## [Instructions to follow]
Find the line containing "suit, that would be most helpful.". Reproduce it and every line after it up to the end of the records, exactly as written.

## [Entries shown]
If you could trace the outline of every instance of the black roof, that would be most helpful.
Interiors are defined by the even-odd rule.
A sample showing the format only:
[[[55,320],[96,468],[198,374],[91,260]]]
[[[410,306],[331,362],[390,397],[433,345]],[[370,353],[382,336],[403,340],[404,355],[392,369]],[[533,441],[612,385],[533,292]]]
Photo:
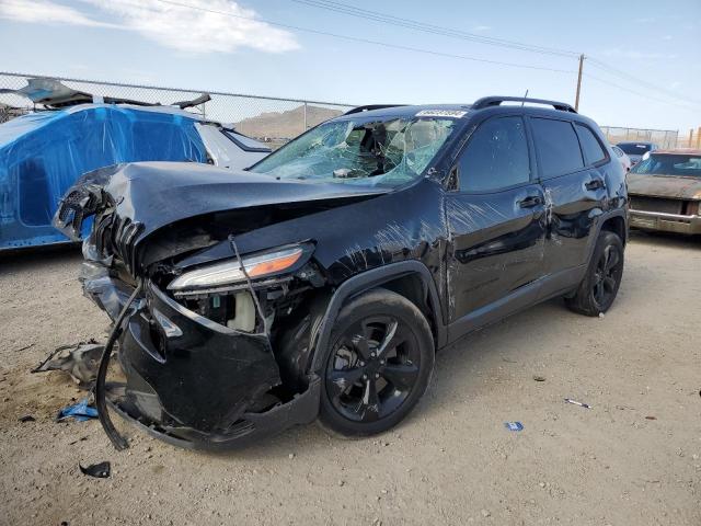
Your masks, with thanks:
[[[471,112],[486,110],[491,107],[498,107],[503,102],[521,102],[529,104],[542,104],[545,106],[552,106],[551,111],[566,112],[570,114],[576,114],[574,107],[564,102],[558,101],[549,101],[544,99],[526,99],[522,96],[484,96],[482,99],[476,100],[472,104],[421,104],[421,105],[409,105],[409,104],[370,104],[366,106],[354,107],[353,110],[346,112],[343,116],[337,118],[343,118],[345,116],[352,115],[367,115],[367,116],[377,116],[377,117],[413,117],[421,111],[436,111],[436,112],[466,112],[466,115]],[[528,106],[531,107],[531,106]]]

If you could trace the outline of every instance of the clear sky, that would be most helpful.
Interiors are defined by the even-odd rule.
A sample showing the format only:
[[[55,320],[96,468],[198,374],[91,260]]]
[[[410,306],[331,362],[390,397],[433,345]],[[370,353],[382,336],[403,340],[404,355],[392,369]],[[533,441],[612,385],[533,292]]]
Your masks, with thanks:
[[[318,7],[345,4],[439,33],[584,53],[591,58],[584,66],[582,113],[601,125],[685,133],[701,126],[700,0],[309,3],[0,0],[0,69],[350,104],[471,102],[526,90],[574,104],[575,56],[485,45]]]

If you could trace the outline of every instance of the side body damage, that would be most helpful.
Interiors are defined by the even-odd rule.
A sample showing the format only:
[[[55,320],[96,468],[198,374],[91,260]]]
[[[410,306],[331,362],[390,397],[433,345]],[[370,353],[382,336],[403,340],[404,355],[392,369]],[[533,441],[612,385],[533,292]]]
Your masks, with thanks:
[[[197,184],[181,190],[176,170]],[[154,196],[165,186],[159,174],[169,174],[169,187]],[[445,221],[435,182],[400,193],[318,186],[142,163],[88,174],[67,194],[57,215],[66,233],[76,236],[96,211],[83,243],[85,294],[115,320],[142,283],[118,340],[128,380],[110,398],[120,414],[177,445],[208,448],[310,422],[320,381],[311,368],[313,341],[334,289],[407,260],[430,268],[420,279],[440,283]],[[146,196],[148,203],[139,202]],[[189,204],[210,211],[195,215]],[[303,247],[285,275],[195,294],[168,289],[173,277],[205,262],[235,259],[237,249],[251,254],[281,245]],[[428,284],[417,283],[427,302]]]
[[[117,412],[184,447],[250,443],[317,418],[334,321],[367,290],[407,299],[440,348],[576,289],[601,230],[625,241],[620,164],[607,153],[542,181],[528,136],[522,183],[469,191],[461,159],[483,123],[516,118],[525,134],[530,116],[563,111],[469,107],[342,116],[262,173],[153,162],[84,175],[55,225],[76,238],[94,216],[81,281],[115,321],[127,381],[99,387]]]

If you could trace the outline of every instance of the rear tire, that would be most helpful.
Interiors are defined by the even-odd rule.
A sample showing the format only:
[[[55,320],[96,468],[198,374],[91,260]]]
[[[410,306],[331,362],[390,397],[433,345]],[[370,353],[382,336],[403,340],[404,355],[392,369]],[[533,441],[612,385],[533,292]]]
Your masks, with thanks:
[[[597,239],[589,267],[576,294],[565,298],[566,306],[581,315],[599,316],[609,310],[623,276],[623,242],[616,233],[602,230]]]
[[[393,427],[426,391],[434,354],[428,321],[405,297],[377,288],[350,300],[321,371],[320,423],[348,437]]]

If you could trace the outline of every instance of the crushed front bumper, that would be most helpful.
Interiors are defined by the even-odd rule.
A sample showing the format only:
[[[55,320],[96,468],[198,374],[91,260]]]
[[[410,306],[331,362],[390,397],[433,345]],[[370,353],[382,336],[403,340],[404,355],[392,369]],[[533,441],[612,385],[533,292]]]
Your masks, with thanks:
[[[630,226],[643,230],[694,235],[701,233],[701,216],[631,209]]]
[[[95,262],[84,265],[85,294],[114,319],[128,286]],[[153,283],[145,289],[118,340],[126,384],[108,389],[122,416],[165,442],[203,449],[243,446],[317,418],[318,378],[291,400],[272,392],[280,378],[266,334],[204,318]]]

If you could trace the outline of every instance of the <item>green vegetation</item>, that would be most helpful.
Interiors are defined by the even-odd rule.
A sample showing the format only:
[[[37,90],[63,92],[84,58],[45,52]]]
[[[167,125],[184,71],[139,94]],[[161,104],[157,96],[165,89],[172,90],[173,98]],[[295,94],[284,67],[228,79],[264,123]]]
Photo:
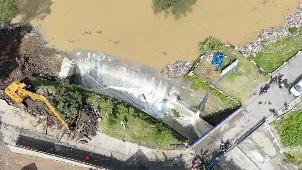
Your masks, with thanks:
[[[294,31],[295,28],[290,28]],[[302,49],[302,31],[296,36],[289,35],[278,38],[276,42],[262,47],[254,56],[249,57],[267,72],[273,71]]]
[[[284,153],[286,158],[283,160],[286,162],[302,167],[302,152],[289,152]]]
[[[193,89],[197,89],[200,87],[204,89],[207,91],[210,90],[210,85],[206,82],[198,77],[186,75],[185,76],[185,79],[189,80],[193,83],[191,87]],[[213,89],[212,90],[211,93],[218,98],[225,105],[231,107],[235,107],[238,105],[238,103],[231,99],[228,97],[224,94],[215,89]]]
[[[258,67],[234,48],[226,47],[222,52],[239,62],[236,72],[229,73],[217,87],[233,98],[245,101],[251,92],[267,78]]]
[[[63,109],[73,113],[77,108],[76,103],[79,104],[79,107],[82,103],[93,104],[95,109],[99,110],[102,118],[99,123],[100,132],[110,136],[149,148],[162,149],[172,149],[170,144],[186,141],[158,119],[120,101],[67,83],[38,78],[33,83],[36,89],[44,85],[54,89],[53,98],[57,99],[51,101],[59,112]],[[125,130],[121,122],[126,126]]]
[[[171,11],[175,19],[179,18],[181,14],[185,15],[187,11],[191,12],[191,6],[197,0],[153,0],[152,8],[154,13],[157,14],[165,11],[168,12],[171,9]]]
[[[172,109],[172,111],[173,112],[173,115],[174,115],[174,117],[176,118],[179,117],[179,116],[180,116],[180,115],[179,115],[179,112],[177,111],[175,109]]]
[[[17,11],[14,0],[0,0],[0,21],[8,19],[9,15]]]
[[[302,111],[291,113],[275,125],[282,144],[286,146],[302,145]]]
[[[225,46],[219,40],[213,37],[210,37],[204,42],[200,42],[198,45],[199,52],[202,54],[204,53],[222,52]]]
[[[299,28],[297,28],[297,27],[292,27],[291,28],[290,28],[288,29],[288,31],[289,32],[292,34],[293,33],[296,33],[297,32],[299,31]]]
[[[78,86],[66,83],[55,86],[52,96],[51,101],[63,118],[71,117],[78,114],[85,97],[80,93]]]

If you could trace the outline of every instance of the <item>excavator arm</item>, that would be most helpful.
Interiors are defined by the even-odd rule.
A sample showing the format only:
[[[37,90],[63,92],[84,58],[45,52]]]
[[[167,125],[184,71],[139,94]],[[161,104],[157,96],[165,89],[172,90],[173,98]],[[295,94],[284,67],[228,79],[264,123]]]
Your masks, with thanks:
[[[21,83],[18,81],[14,81],[11,83],[7,87],[4,91],[8,96],[15,101],[18,103],[20,103],[23,101],[23,99],[27,96],[29,96],[42,100],[45,103],[47,106],[53,113],[57,116],[57,118],[66,127],[67,129],[69,129],[68,125],[65,123],[64,120],[62,119],[59,114],[59,113],[56,111],[56,109],[50,104],[48,100],[43,95],[31,92],[24,89],[26,85],[24,83]]]
[[[36,94],[35,93],[33,93],[29,91],[27,91],[25,89],[19,89],[18,91],[21,91],[22,93],[24,93],[26,94],[28,96],[30,97],[32,97],[33,98],[34,98],[35,99],[37,99],[40,100],[42,100],[42,101],[44,102],[45,104],[46,104],[47,106],[49,108],[49,109],[50,110],[53,114],[55,114],[57,116],[57,118],[60,120],[64,126],[67,129],[69,129],[69,127],[68,127],[68,125],[65,123],[64,120],[62,119],[62,118],[61,118],[60,116],[60,115],[59,114],[59,113],[57,112],[56,111],[56,110],[55,109],[53,105],[50,104],[48,100],[46,99],[45,97],[44,97],[43,95],[41,94]]]

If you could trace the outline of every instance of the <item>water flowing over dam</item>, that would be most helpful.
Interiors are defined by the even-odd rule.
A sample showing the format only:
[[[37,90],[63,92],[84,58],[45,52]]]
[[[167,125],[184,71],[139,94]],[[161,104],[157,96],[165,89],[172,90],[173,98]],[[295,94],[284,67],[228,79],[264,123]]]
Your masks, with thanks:
[[[177,124],[191,126],[201,121],[207,127],[198,133],[204,133],[211,127],[176,101],[182,78],[169,78],[166,71],[161,73],[127,59],[91,51],[75,51],[69,56],[74,62],[75,84],[124,101],[161,119],[174,129],[180,128],[172,127]],[[180,113],[178,118],[173,116],[172,110],[174,109]],[[179,131],[183,130],[175,130],[181,133]]]

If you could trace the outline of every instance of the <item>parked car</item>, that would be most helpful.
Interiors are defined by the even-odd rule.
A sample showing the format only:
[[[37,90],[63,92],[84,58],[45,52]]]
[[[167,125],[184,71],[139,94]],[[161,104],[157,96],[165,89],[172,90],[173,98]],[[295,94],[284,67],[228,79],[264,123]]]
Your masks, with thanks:
[[[302,94],[302,80],[293,86],[290,91],[291,95],[294,96],[301,95]]]

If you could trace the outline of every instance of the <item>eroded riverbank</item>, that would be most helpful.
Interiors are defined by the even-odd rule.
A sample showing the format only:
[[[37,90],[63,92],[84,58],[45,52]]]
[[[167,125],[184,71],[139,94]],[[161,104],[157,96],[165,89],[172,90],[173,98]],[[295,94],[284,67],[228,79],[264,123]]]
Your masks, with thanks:
[[[198,43],[209,36],[246,42],[258,30],[282,24],[283,14],[293,14],[298,6],[295,0],[199,0],[175,20],[154,14],[151,1],[17,1],[20,14],[12,21],[37,27],[50,46],[93,50],[157,69],[194,60]]]

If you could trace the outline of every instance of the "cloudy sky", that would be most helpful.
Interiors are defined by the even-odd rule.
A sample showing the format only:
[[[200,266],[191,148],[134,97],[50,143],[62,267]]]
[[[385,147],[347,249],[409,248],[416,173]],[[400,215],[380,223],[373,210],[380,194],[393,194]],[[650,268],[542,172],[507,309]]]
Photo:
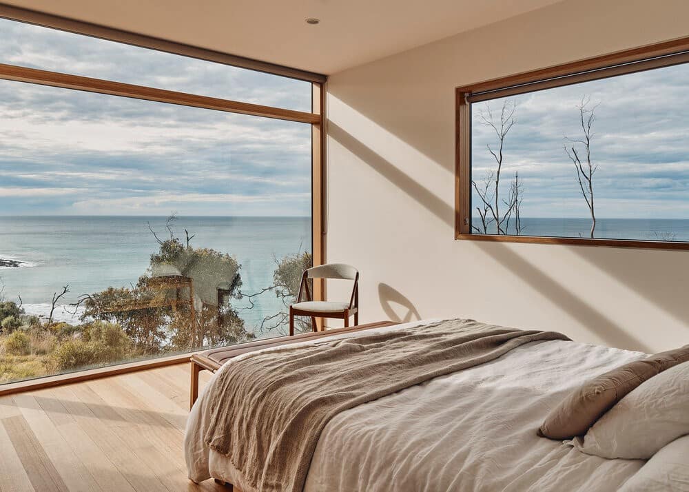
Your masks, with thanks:
[[[597,104],[591,155],[599,218],[689,218],[689,66],[678,65],[509,98],[517,123],[504,147],[504,175],[519,172],[525,217],[588,217],[564,146],[580,139],[577,105]],[[495,168],[497,145],[480,113],[496,117],[504,101],[473,106],[473,177]],[[569,146],[572,145],[570,143]],[[580,146],[579,146],[580,147]],[[506,194],[508,183],[501,191]],[[477,198],[474,194],[474,204]],[[475,215],[475,212],[474,212]]]
[[[309,111],[311,85],[0,19],[0,63]],[[0,81],[0,214],[307,216],[311,127]]]

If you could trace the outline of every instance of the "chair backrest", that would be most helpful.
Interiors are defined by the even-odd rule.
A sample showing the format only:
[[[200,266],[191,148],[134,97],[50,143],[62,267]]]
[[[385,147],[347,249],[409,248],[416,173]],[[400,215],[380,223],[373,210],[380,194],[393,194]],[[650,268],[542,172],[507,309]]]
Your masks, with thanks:
[[[356,278],[359,272],[351,265],[326,263],[320,267],[309,268],[306,273],[308,278],[342,278],[353,280]]]

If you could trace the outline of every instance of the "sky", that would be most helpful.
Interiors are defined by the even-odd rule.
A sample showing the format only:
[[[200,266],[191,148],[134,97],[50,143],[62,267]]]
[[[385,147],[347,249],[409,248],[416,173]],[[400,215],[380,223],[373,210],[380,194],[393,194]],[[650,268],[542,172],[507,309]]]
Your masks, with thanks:
[[[597,105],[591,145],[597,216],[689,218],[688,93],[689,65],[681,65],[506,98],[517,106],[517,123],[505,141],[500,193],[518,171],[522,216],[588,216],[564,151],[573,145],[568,139],[583,136],[577,105],[588,98],[589,107]],[[497,145],[480,114],[489,107],[499,117],[504,101],[472,105],[472,177],[478,183],[495,167],[486,145]],[[473,200],[475,206],[475,192]]]
[[[0,19],[0,63],[310,111],[311,84]],[[0,215],[308,216],[311,127],[0,81]]]

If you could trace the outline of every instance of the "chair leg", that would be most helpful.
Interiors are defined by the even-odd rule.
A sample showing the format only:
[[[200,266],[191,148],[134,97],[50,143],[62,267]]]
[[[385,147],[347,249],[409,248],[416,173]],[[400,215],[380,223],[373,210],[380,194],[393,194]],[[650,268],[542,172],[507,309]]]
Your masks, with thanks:
[[[194,402],[198,398],[198,373],[201,371],[201,367],[192,362],[192,382],[189,387],[189,409],[194,407]]]

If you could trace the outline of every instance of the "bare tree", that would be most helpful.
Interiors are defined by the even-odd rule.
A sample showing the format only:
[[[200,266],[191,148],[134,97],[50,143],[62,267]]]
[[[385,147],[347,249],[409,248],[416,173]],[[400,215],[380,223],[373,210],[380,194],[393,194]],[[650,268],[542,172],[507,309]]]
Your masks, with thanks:
[[[493,218],[492,215],[489,216],[488,212],[491,209],[491,203],[493,201],[493,196],[490,194],[491,190],[493,189],[492,183],[494,178],[494,174],[493,172],[489,172],[488,175],[484,178],[483,183],[482,183],[482,187],[480,189],[478,187],[478,185],[476,184],[475,181],[472,181],[471,184],[473,185],[474,189],[476,190],[476,194],[481,198],[481,206],[476,207],[476,211],[478,212],[478,216],[481,218],[481,227],[477,227],[473,224],[471,225],[471,228],[475,229],[477,232],[487,234],[488,227],[493,222]]]
[[[596,108],[600,103],[590,105],[590,97],[584,96],[582,102],[577,105],[579,110],[579,125],[582,127],[583,136],[581,139],[573,139],[567,138],[569,146],[565,144],[564,151],[567,156],[574,164],[577,170],[577,179],[579,181],[579,188],[582,191],[591,215],[590,237],[593,237],[596,229],[595,204],[593,194],[593,175],[598,170],[598,165],[594,164],[591,159],[591,141],[593,139],[593,127],[595,121]],[[579,149],[577,150],[577,144]],[[583,154],[583,158],[582,158]]]
[[[196,237],[196,235],[192,234],[191,236],[189,236],[189,231],[187,231],[186,229],[184,229],[184,234],[187,236],[187,247],[190,247],[192,240],[194,239],[195,237]]]
[[[482,124],[493,129],[497,138],[497,145],[495,149],[490,143],[486,145],[488,152],[495,161],[496,167],[486,176],[480,187],[476,181],[471,181],[471,185],[481,201],[480,206],[476,207],[481,218],[481,227],[472,226],[472,228],[477,232],[487,234],[489,227],[495,224],[498,234],[506,234],[510,220],[513,214],[515,214],[516,217],[519,217],[518,227],[515,227],[515,230],[520,234],[522,223],[519,208],[522,205],[522,189],[519,183],[518,174],[515,174],[515,181],[510,185],[507,198],[500,198],[500,179],[504,163],[503,152],[505,140],[507,134],[517,123],[517,103],[511,99],[505,99],[499,117],[493,112],[490,105],[486,104],[485,110],[479,113],[479,119]],[[502,213],[500,212],[501,204],[506,207]]]
[[[57,301],[60,300],[63,296],[70,291],[70,285],[68,284],[65,287],[62,287],[62,292],[58,294],[57,292],[53,292],[52,294],[52,302],[50,303],[50,315],[48,317],[48,325],[50,326],[52,324],[52,315],[55,312],[55,305],[57,304]]]

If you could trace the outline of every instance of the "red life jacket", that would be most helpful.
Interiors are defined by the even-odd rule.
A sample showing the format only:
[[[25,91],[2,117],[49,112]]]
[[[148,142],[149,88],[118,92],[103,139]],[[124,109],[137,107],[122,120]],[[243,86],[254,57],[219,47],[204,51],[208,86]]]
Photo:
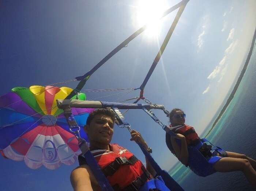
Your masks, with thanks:
[[[172,126],[170,125],[170,126],[172,127]],[[185,136],[188,145],[193,145],[200,140],[195,129],[191,126],[184,124],[183,125],[178,125],[172,128],[173,128],[173,130],[175,133],[180,133]]]
[[[140,161],[125,148],[116,144],[110,144],[110,147],[111,151],[98,149],[91,152],[114,190],[117,187],[117,190],[122,190],[144,175],[146,170]],[[117,160],[122,160],[125,163],[116,167],[119,163]],[[127,163],[129,161],[130,164],[125,164],[126,161]],[[82,164],[80,162],[82,161],[79,161],[80,164]],[[149,179],[146,178],[145,180]]]

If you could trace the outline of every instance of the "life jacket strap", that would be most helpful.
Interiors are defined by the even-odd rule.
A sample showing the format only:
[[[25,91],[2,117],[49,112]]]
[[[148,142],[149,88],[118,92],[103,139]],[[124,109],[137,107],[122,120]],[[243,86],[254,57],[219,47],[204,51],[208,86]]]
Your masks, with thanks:
[[[187,136],[189,134],[191,134],[191,133],[194,133],[196,131],[195,130],[195,129],[194,129],[191,128],[187,130],[183,133],[182,133],[182,134],[184,136]]]
[[[138,191],[139,190],[142,186],[150,178],[150,175],[144,166],[142,167],[143,173],[123,189],[121,189],[118,184],[116,184],[113,187],[115,191]]]
[[[117,157],[114,161],[102,169],[102,171],[106,177],[108,176],[112,176],[121,166],[125,164],[133,164],[138,160],[138,159],[134,155],[129,159],[126,157]]]

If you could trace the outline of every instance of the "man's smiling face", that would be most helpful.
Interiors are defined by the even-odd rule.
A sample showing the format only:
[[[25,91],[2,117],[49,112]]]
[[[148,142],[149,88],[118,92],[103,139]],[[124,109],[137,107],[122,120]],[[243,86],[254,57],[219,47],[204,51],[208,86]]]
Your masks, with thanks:
[[[111,118],[104,114],[96,115],[90,125],[84,126],[90,142],[108,145],[114,132],[114,122]]]

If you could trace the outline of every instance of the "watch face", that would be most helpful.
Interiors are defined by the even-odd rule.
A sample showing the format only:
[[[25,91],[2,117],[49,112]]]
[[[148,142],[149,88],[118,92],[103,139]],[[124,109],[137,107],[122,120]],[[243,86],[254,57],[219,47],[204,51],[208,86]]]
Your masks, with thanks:
[[[148,147],[147,151],[149,153],[152,153],[152,149],[151,147]]]

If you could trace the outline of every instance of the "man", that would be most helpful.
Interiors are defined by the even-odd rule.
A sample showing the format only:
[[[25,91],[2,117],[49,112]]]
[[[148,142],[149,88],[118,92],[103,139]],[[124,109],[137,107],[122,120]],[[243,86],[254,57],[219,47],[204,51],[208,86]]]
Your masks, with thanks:
[[[147,159],[146,170],[132,153],[117,144],[110,144],[114,120],[114,114],[107,109],[96,110],[90,114],[84,127],[89,138],[90,150],[114,190],[131,190],[135,186],[139,187],[139,189],[152,175],[155,175],[155,172]],[[139,132],[133,130],[131,135],[131,140],[139,143],[146,150],[149,149]],[[129,164],[117,167],[114,163],[117,158],[127,159]],[[93,169],[87,164],[85,159],[79,156],[78,159],[80,166],[72,171],[70,176],[74,190],[101,190]],[[115,167],[114,172],[109,170],[110,165]]]

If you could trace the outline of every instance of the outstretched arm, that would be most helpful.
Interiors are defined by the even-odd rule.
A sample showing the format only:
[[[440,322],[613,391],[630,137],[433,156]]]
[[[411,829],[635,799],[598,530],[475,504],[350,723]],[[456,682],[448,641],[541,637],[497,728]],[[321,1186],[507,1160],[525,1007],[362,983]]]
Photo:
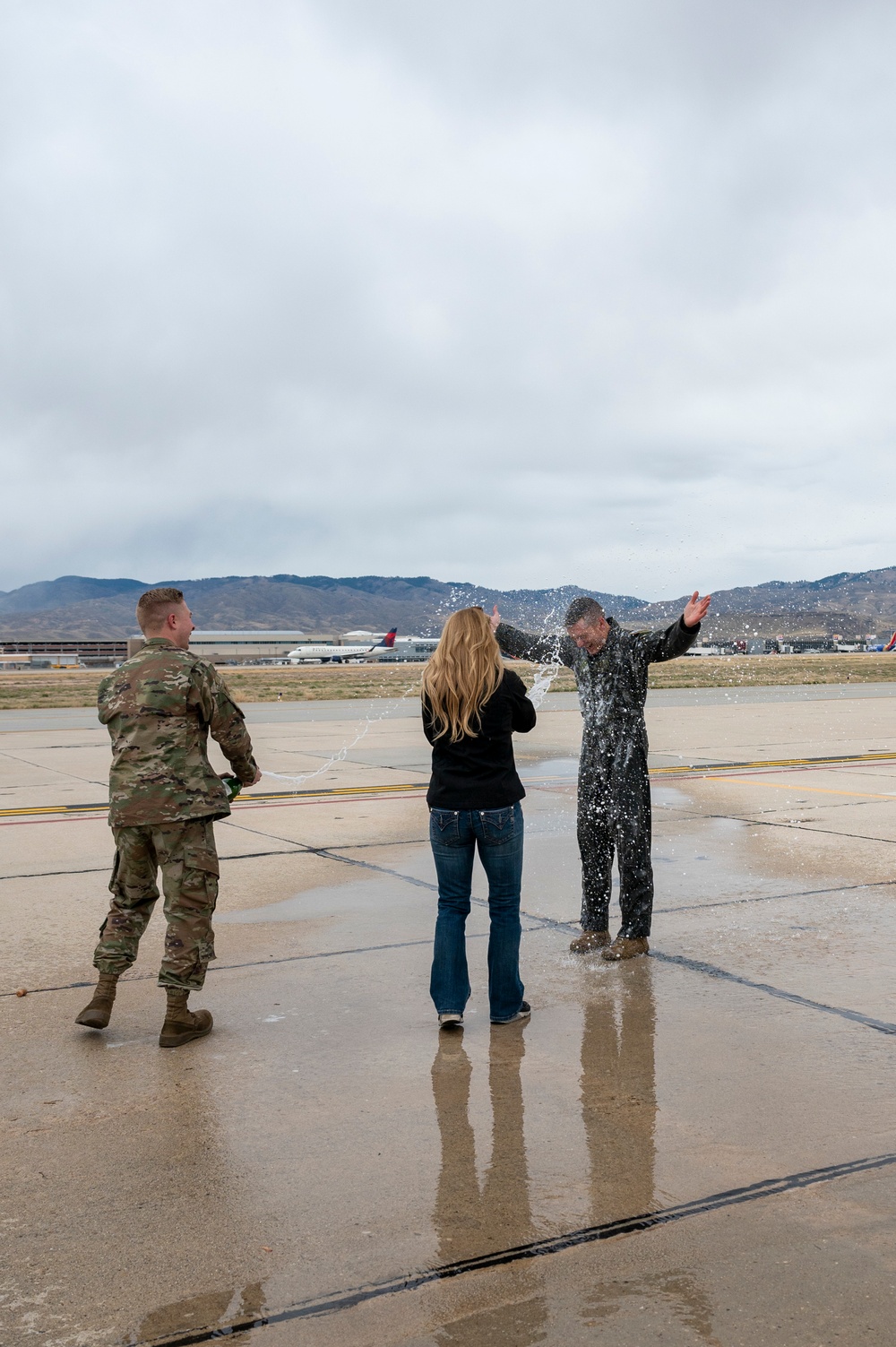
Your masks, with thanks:
[[[520,632],[516,626],[501,621],[497,603],[492,609],[492,630],[505,655],[516,655],[521,660],[538,660],[539,664],[573,664],[575,645],[569,636],[535,636]]]
[[[672,622],[664,632],[648,632],[644,637],[647,659],[651,664],[662,664],[664,660],[674,660],[679,655],[690,651],[697,640],[701,622],[709,613],[711,594],[705,598],[694,590],[684,606],[684,612],[678,622]]]

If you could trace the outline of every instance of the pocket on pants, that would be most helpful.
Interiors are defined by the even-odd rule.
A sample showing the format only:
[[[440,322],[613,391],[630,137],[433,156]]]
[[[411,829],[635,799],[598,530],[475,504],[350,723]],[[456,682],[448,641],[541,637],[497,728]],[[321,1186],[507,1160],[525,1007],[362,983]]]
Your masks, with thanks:
[[[454,810],[430,810],[430,842],[457,846],[461,841],[458,815]]]
[[[203,870],[206,874],[213,874],[216,880],[221,874],[221,866],[214,851],[207,851],[205,847],[185,847],[183,849],[183,869],[185,870]]]
[[[511,804],[505,810],[480,810],[482,823],[482,841],[488,845],[512,842],[516,836],[516,808]]]
[[[115,861],[112,862],[112,876],[109,878],[109,893],[115,893],[116,897],[120,897],[120,893],[119,893],[119,870],[120,869],[121,869],[121,853],[116,847]],[[102,925],[105,925],[105,921],[102,923]]]

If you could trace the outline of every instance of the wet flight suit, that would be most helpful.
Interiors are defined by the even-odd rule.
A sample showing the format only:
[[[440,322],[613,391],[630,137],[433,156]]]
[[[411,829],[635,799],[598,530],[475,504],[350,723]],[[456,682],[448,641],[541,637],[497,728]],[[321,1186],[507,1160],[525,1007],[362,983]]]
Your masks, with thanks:
[[[507,655],[566,664],[575,674],[582,711],[578,769],[578,847],[582,858],[582,929],[609,924],[613,851],[618,857],[621,936],[651,933],[651,783],[647,775],[647,667],[674,660],[699,632],[683,618],[664,632],[625,632],[608,618],[597,655],[569,636],[531,636],[501,622],[494,636]]]
[[[167,932],[159,986],[199,990],[214,959],[218,896],[214,819],[230,812],[206,756],[209,731],[244,785],[256,775],[243,711],[212,664],[154,636],[100,684],[100,721],[112,735],[109,826],[116,855],[112,905],[93,955],[121,974],[137,956],[162,869]]]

## [Solved problem]
If you could trace the outline of every instance of the wet flight suit, that would be most helpful.
Interiors are defined by the even-odd rule.
A sample showing the format only:
[[[440,322],[613,391],[630,137],[433,156]]]
[[[411,829],[635,799],[598,530],[475,504],[350,723]],[[456,682],[448,641],[541,637],[497,728]],[[321,1186],[507,1160],[525,1007],[362,983]]]
Your masks, with thanks:
[[[507,655],[566,664],[575,674],[582,711],[578,769],[578,847],[582,858],[582,929],[609,924],[613,851],[618,857],[621,936],[651,933],[651,783],[647,775],[647,667],[674,660],[699,632],[683,618],[664,632],[625,632],[608,618],[597,655],[569,636],[531,636],[501,622],[494,636]]]
[[[167,932],[159,986],[199,990],[214,959],[218,896],[214,819],[230,812],[206,756],[209,731],[244,785],[256,775],[243,711],[212,664],[154,636],[100,684],[100,721],[112,735],[109,826],[116,855],[112,905],[93,955],[121,974],[137,956],[162,869]]]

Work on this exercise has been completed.